## [INSTRUCTIONS TO FOLLOW]
Tally the lines in the records below that contain the string "shirt". Reply with the count alone.

╔══

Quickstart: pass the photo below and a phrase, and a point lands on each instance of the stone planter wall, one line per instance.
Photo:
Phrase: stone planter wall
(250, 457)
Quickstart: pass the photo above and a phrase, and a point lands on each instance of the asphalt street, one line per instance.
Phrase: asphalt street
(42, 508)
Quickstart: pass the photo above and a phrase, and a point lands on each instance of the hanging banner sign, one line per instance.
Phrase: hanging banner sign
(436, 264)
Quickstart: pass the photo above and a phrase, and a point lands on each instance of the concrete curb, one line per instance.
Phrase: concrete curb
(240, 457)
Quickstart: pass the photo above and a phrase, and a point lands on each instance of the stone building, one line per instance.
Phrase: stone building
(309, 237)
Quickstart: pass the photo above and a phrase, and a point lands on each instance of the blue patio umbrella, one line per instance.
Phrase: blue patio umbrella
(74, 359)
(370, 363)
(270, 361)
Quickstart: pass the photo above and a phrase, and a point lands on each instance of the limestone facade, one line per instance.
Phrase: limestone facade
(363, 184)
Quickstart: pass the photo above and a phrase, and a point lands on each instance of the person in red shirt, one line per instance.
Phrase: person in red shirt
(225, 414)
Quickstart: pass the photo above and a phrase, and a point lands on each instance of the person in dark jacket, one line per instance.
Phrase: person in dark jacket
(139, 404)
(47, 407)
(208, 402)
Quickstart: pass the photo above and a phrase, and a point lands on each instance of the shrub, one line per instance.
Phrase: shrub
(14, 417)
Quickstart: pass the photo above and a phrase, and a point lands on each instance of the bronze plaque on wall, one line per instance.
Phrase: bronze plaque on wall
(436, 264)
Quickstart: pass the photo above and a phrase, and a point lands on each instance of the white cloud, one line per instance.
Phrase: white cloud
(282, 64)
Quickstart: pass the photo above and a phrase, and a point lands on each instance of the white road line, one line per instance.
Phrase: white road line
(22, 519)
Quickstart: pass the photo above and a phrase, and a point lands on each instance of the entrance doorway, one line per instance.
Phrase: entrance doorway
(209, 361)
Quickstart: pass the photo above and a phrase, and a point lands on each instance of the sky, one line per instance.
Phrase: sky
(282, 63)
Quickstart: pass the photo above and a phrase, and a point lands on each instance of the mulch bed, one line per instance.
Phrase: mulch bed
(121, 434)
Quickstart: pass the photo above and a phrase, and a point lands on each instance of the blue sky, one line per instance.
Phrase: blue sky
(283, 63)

╚══
╔══

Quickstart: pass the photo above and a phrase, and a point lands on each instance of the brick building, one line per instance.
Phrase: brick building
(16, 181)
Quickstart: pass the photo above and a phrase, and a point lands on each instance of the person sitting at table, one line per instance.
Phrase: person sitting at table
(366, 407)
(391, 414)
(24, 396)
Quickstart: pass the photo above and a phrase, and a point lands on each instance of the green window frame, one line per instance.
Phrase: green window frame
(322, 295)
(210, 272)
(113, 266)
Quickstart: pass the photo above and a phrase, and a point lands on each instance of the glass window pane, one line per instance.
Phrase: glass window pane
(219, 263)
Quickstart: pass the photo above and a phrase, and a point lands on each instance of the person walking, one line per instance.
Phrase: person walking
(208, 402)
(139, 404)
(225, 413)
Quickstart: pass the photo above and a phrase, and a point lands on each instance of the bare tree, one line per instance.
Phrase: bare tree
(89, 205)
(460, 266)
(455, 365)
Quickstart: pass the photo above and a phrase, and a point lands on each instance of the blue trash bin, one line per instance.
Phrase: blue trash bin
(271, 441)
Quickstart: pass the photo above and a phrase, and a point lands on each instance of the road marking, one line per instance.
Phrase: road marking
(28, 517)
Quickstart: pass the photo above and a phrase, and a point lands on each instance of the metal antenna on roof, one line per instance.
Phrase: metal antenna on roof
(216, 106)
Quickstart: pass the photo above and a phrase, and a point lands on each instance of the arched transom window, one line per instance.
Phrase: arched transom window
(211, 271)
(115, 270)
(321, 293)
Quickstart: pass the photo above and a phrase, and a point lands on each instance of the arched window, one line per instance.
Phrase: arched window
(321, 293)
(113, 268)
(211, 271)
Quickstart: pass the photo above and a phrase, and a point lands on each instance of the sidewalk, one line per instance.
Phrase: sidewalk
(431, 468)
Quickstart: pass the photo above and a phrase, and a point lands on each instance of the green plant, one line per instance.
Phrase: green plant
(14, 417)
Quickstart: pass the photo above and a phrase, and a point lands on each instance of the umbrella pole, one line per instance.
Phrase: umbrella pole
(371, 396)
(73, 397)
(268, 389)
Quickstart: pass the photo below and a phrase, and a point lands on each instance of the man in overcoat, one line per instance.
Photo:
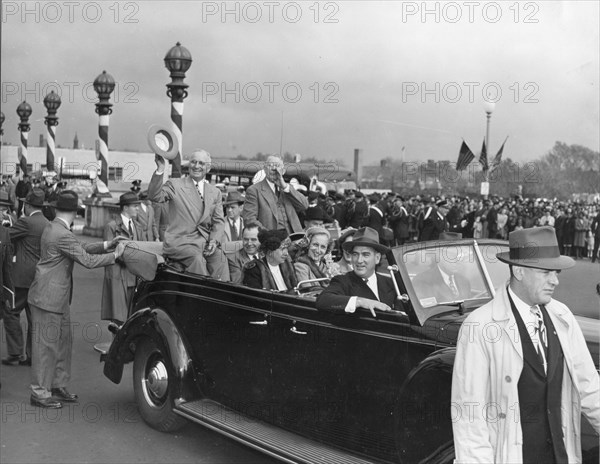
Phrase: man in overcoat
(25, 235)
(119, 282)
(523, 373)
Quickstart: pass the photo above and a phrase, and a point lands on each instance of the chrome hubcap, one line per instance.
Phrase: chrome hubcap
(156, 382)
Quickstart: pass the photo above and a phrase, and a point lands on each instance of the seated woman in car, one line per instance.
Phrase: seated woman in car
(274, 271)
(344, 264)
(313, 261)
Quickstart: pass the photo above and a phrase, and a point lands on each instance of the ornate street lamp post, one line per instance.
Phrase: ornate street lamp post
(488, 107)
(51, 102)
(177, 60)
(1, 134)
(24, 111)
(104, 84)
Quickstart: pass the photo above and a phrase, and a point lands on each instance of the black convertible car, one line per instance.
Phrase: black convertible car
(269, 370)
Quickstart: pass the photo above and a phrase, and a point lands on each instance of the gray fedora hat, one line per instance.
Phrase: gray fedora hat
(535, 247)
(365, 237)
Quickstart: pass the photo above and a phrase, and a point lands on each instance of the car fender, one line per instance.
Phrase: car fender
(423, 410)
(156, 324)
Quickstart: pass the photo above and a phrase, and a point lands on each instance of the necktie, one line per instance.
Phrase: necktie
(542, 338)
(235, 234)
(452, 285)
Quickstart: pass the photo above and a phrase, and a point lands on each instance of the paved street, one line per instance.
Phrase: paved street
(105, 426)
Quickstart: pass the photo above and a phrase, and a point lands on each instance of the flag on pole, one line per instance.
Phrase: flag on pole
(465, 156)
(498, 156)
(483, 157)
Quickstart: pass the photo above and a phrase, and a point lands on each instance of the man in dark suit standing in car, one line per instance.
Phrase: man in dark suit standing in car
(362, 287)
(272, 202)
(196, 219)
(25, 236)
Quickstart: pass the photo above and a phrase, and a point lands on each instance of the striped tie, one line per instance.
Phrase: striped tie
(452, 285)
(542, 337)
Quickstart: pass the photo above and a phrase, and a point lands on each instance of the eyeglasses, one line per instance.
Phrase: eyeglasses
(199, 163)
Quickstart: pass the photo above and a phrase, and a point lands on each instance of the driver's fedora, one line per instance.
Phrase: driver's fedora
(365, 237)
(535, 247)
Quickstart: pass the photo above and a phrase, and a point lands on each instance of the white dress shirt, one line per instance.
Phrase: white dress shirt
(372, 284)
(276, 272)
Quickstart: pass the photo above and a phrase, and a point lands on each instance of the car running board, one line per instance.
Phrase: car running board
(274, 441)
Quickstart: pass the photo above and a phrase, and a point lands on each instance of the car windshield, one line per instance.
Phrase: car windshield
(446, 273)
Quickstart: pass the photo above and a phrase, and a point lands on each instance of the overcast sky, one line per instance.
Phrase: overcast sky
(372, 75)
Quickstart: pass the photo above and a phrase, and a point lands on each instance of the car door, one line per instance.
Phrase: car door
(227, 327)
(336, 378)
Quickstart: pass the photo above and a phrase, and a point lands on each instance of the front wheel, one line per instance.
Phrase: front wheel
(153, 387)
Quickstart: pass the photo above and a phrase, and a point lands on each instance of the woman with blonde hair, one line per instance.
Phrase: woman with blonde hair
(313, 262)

╚══

## [OUTPUT]
4